■ **WHAT THIS TASK INVOLVES**:
Return exactly the lines from the one containing "# test: pointer marks one dot per instance of the pale" through the last line of the records below, both included, and leave out any pictures.

■ **RECORDS PROVIDED**:
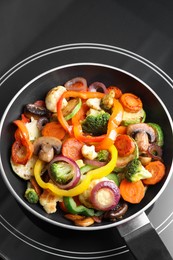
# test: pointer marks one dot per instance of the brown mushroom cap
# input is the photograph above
(47, 141)
(141, 127)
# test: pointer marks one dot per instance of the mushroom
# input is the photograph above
(116, 213)
(36, 111)
(45, 147)
(143, 135)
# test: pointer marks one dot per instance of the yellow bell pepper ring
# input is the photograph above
(84, 184)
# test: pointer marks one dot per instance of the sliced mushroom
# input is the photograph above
(133, 129)
(116, 213)
(45, 147)
(32, 110)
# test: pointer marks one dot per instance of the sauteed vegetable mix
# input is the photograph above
(87, 151)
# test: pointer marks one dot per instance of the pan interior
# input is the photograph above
(37, 89)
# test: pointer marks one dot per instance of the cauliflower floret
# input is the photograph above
(33, 130)
(53, 96)
(94, 103)
(49, 201)
(89, 152)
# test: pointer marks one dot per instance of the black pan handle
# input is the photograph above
(143, 240)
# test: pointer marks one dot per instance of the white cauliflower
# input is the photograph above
(53, 96)
(94, 103)
(89, 152)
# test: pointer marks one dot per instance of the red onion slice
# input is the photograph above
(96, 86)
(105, 195)
(76, 84)
(75, 169)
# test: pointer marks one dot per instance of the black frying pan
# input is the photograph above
(135, 227)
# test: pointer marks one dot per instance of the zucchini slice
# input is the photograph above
(159, 133)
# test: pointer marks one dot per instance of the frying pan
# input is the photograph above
(135, 227)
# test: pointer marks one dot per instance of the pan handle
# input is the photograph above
(143, 240)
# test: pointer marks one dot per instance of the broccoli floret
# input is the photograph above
(61, 172)
(96, 124)
(107, 101)
(103, 156)
(31, 195)
(135, 171)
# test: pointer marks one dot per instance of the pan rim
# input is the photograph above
(105, 226)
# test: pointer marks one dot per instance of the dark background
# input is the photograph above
(29, 27)
(144, 27)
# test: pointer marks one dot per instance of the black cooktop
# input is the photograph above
(37, 37)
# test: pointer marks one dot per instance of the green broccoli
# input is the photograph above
(96, 124)
(135, 171)
(31, 195)
(107, 101)
(103, 156)
(61, 172)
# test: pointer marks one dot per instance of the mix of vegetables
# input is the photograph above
(87, 151)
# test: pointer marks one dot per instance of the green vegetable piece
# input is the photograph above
(103, 156)
(133, 118)
(107, 101)
(96, 125)
(113, 177)
(31, 195)
(71, 206)
(159, 133)
(61, 172)
(74, 111)
(135, 171)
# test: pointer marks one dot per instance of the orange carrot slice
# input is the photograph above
(157, 169)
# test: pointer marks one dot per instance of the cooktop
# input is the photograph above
(100, 38)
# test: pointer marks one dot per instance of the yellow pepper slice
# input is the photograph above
(81, 187)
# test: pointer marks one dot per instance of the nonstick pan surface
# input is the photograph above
(91, 71)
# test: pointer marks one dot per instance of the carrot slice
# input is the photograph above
(117, 91)
(54, 129)
(125, 145)
(121, 129)
(157, 169)
(130, 102)
(71, 148)
(132, 192)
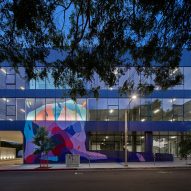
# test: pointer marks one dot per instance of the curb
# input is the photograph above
(96, 169)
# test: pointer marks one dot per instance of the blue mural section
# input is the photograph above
(71, 136)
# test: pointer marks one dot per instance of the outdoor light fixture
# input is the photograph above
(22, 88)
(111, 111)
(133, 97)
(22, 110)
(173, 100)
(3, 70)
(156, 111)
(175, 70)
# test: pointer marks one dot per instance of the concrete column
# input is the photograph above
(134, 140)
(149, 141)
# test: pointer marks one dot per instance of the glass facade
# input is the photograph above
(105, 116)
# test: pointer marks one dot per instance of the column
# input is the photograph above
(149, 141)
(134, 140)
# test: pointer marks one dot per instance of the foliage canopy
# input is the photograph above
(97, 37)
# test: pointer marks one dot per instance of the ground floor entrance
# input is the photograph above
(11, 147)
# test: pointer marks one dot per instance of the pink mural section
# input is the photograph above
(65, 123)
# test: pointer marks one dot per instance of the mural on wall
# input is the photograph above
(65, 123)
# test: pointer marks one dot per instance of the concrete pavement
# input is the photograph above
(16, 165)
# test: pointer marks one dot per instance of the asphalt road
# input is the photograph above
(107, 180)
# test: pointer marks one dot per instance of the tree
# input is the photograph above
(43, 143)
(185, 148)
(97, 37)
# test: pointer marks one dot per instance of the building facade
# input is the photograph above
(94, 128)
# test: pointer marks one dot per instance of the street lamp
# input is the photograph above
(133, 97)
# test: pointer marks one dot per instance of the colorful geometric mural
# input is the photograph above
(65, 123)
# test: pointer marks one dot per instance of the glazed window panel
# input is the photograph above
(187, 109)
(61, 110)
(3, 108)
(50, 110)
(81, 109)
(113, 112)
(50, 81)
(187, 78)
(177, 109)
(21, 80)
(167, 110)
(92, 109)
(11, 110)
(21, 109)
(102, 113)
(157, 111)
(40, 109)
(71, 110)
(40, 83)
(3, 72)
(134, 109)
(30, 108)
(145, 109)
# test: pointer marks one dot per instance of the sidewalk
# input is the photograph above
(99, 166)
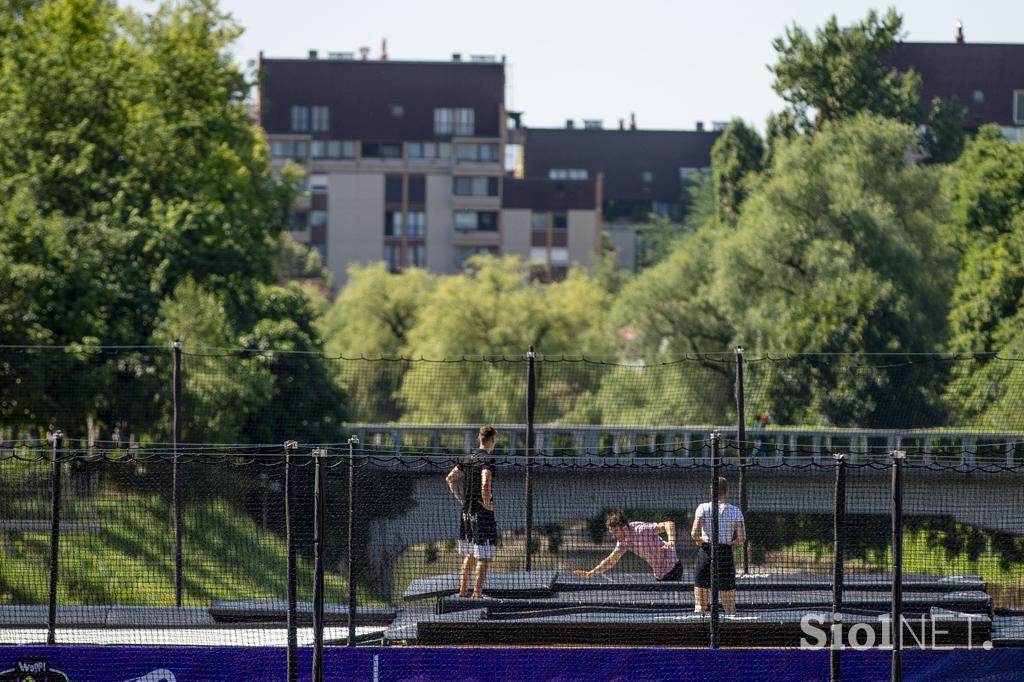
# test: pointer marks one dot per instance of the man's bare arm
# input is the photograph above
(607, 563)
(695, 530)
(454, 478)
(740, 534)
(485, 492)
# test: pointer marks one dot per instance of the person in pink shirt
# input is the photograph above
(644, 540)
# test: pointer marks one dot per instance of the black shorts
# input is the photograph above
(726, 568)
(478, 527)
(673, 576)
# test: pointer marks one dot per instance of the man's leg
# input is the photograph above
(729, 601)
(481, 576)
(699, 599)
(467, 570)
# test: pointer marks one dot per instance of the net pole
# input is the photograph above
(176, 476)
(293, 644)
(897, 540)
(839, 536)
(352, 440)
(318, 517)
(741, 436)
(713, 602)
(51, 611)
(530, 444)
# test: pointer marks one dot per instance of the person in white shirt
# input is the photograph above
(731, 533)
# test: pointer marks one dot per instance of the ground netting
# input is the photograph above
(146, 555)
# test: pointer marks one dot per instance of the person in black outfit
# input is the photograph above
(471, 483)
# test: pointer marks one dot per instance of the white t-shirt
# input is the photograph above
(729, 517)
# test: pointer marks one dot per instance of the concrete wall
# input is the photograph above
(584, 238)
(355, 220)
(440, 224)
(515, 232)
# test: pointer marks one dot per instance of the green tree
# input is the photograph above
(943, 136)
(492, 313)
(736, 155)
(136, 131)
(129, 165)
(840, 72)
(839, 251)
(985, 318)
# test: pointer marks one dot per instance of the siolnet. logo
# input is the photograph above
(33, 670)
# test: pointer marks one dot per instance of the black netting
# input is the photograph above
(641, 439)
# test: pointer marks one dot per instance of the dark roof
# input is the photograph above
(624, 157)
(361, 93)
(960, 69)
(540, 194)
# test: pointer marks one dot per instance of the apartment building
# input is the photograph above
(986, 78)
(406, 163)
(643, 172)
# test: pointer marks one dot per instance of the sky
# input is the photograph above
(672, 62)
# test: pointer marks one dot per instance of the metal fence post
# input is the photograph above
(713, 601)
(318, 518)
(741, 437)
(530, 445)
(352, 441)
(293, 645)
(51, 613)
(897, 518)
(839, 535)
(176, 482)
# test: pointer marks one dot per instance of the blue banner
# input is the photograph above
(201, 664)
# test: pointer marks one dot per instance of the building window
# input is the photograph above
(382, 150)
(419, 255)
(322, 119)
(478, 153)
(317, 183)
(462, 254)
(473, 220)
(300, 119)
(567, 174)
(392, 188)
(443, 121)
(392, 223)
(475, 186)
(416, 222)
(391, 256)
(464, 120)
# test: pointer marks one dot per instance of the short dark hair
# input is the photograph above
(615, 518)
(487, 432)
(723, 486)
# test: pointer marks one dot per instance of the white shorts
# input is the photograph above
(484, 551)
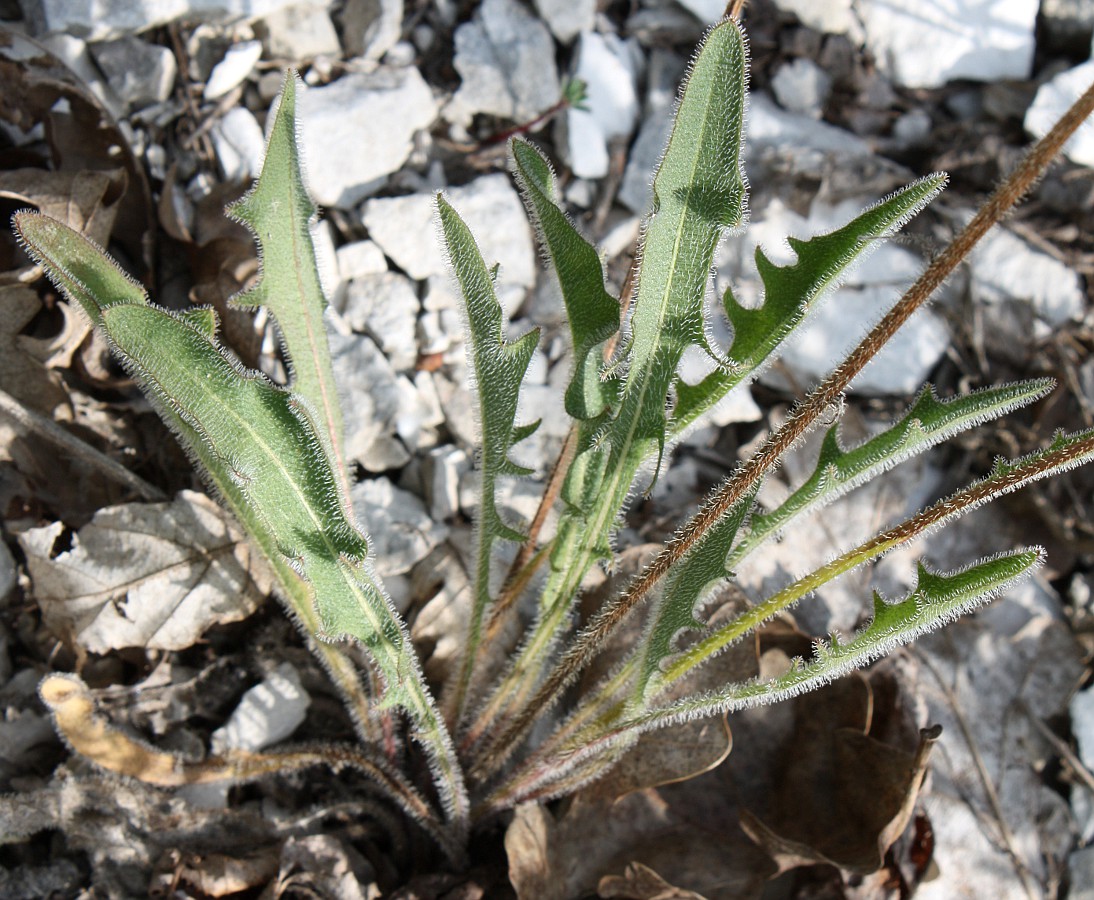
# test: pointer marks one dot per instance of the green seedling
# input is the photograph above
(274, 456)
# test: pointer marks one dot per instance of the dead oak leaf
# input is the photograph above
(152, 575)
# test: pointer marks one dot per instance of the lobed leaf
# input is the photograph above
(498, 370)
(928, 422)
(266, 455)
(280, 213)
(790, 292)
(686, 585)
(698, 193)
(592, 312)
(937, 599)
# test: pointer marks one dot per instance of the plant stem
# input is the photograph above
(803, 416)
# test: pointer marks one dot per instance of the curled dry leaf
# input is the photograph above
(152, 575)
(641, 883)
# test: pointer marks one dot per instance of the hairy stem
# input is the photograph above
(589, 642)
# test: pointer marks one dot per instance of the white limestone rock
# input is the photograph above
(267, 714)
(834, 16)
(233, 69)
(926, 45)
(1052, 101)
(139, 73)
(400, 532)
(240, 144)
(664, 74)
(385, 305)
(370, 399)
(299, 32)
(796, 144)
(353, 260)
(802, 86)
(371, 27)
(505, 58)
(406, 230)
(609, 69)
(442, 468)
(1023, 294)
(842, 317)
(358, 130)
(99, 20)
(706, 11)
(567, 19)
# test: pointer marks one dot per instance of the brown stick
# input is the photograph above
(592, 638)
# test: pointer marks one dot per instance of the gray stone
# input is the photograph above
(1068, 24)
(240, 144)
(370, 399)
(353, 260)
(835, 16)
(371, 27)
(400, 532)
(420, 411)
(926, 45)
(1052, 101)
(385, 306)
(912, 128)
(139, 73)
(7, 571)
(406, 230)
(1025, 293)
(442, 468)
(99, 20)
(796, 144)
(664, 74)
(358, 130)
(239, 62)
(1081, 869)
(706, 11)
(567, 19)
(74, 54)
(267, 714)
(299, 32)
(802, 86)
(505, 58)
(609, 69)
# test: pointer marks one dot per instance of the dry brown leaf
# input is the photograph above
(641, 883)
(85, 201)
(686, 832)
(23, 376)
(214, 874)
(853, 813)
(36, 88)
(150, 575)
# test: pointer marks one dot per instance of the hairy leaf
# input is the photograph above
(280, 213)
(686, 585)
(790, 292)
(592, 312)
(928, 422)
(499, 367)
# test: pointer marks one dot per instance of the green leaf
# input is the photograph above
(698, 193)
(280, 213)
(498, 369)
(265, 454)
(686, 586)
(937, 599)
(928, 422)
(592, 312)
(791, 291)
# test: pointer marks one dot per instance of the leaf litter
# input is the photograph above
(159, 589)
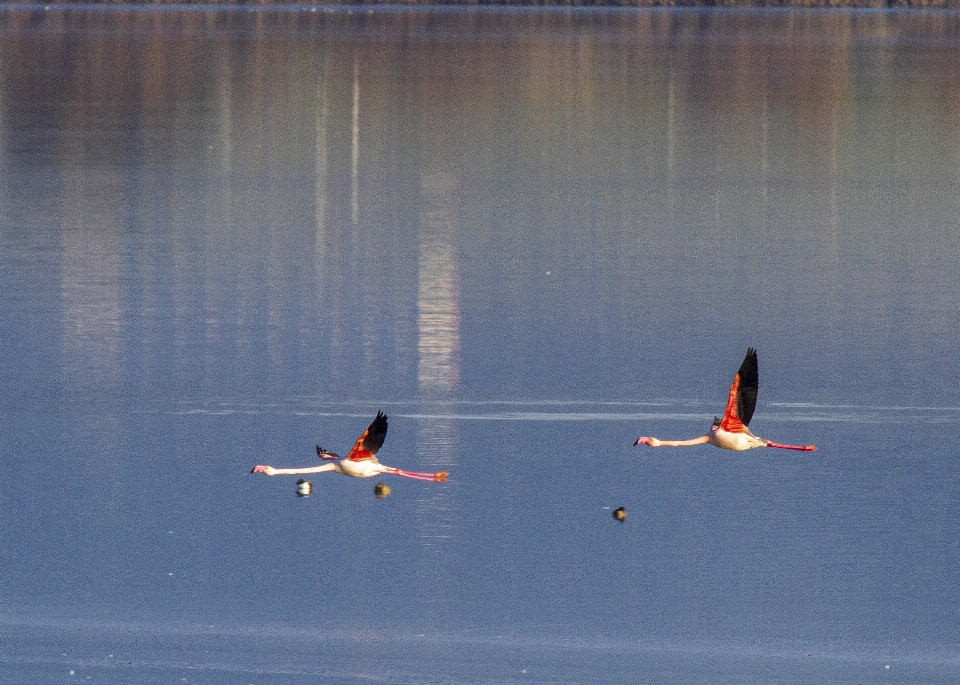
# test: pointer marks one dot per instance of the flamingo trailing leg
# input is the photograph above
(731, 432)
(360, 462)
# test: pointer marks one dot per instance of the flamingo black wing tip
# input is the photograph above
(376, 433)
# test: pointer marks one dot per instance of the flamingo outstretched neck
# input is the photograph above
(361, 460)
(731, 432)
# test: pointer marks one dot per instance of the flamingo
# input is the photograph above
(731, 432)
(360, 462)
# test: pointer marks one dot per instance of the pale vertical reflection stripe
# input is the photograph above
(355, 148)
(438, 322)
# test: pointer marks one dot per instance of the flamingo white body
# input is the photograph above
(731, 431)
(361, 460)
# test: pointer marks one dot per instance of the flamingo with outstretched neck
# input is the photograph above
(360, 462)
(731, 432)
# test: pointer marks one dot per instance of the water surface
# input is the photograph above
(529, 237)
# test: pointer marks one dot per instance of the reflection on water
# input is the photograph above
(529, 237)
(438, 324)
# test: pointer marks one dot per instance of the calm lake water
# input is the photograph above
(529, 237)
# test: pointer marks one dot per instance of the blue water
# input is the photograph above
(529, 237)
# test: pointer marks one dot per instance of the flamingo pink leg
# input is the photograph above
(440, 477)
(802, 448)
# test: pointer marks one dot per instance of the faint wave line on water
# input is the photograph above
(568, 410)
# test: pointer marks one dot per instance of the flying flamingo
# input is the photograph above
(731, 432)
(360, 462)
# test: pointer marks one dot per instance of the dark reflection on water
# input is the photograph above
(528, 237)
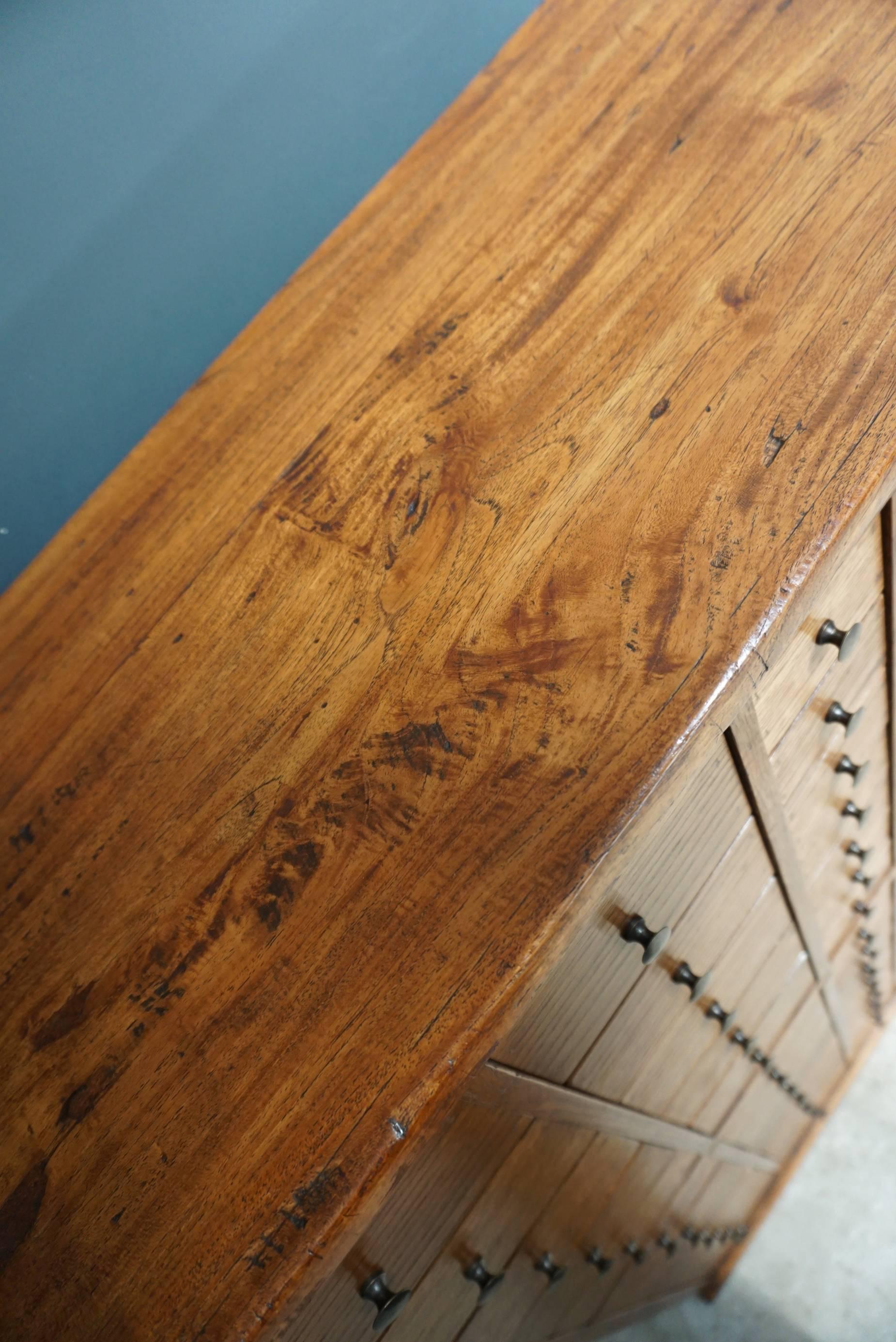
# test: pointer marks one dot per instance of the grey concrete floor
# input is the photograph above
(823, 1267)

■ **EXERCISE RESPONSE**:
# test: pointer marks one dot per instance of the pale vertical reflection stripe
# input is the photograph above
(355, 148)
(438, 322)
# test: pointer marks one dot per instance of the flamingo white body
# input is the photograph above
(731, 431)
(361, 460)
# test: pointer marks one dot per instance of the flamingo with outstretched neck
# input is the photograph above
(360, 462)
(731, 432)
# test: pointer marks one dot per instance of the water surface
# input is the photograph above
(529, 237)
# test: pointer marks one dot per instance of the reflection on water
# input is the photograph above
(529, 237)
(438, 324)
# test: pointer marks one dot per instance of the calm lake water
# input is the photograph above
(529, 237)
# test: pointer marks one dot per instance of the blue water
# input is the photograph above
(529, 237)
# test: pointer marks one dot per instance of the flamingo pink leg
# input is the photograph above
(440, 477)
(802, 448)
# test: pointer marks one dot per instance of the faint wave line on water
# input is the photograph above
(568, 410)
# test: pointer marks one dot per instance of the flying flamingo
# input is the photograph above
(731, 432)
(360, 462)
# test: pointer marks one dot per instance of the dark reflection on water
# input is the photograph above
(528, 237)
# test: pointer marks one dot per instance of the grey concrete floor
# input is the photograph above
(823, 1267)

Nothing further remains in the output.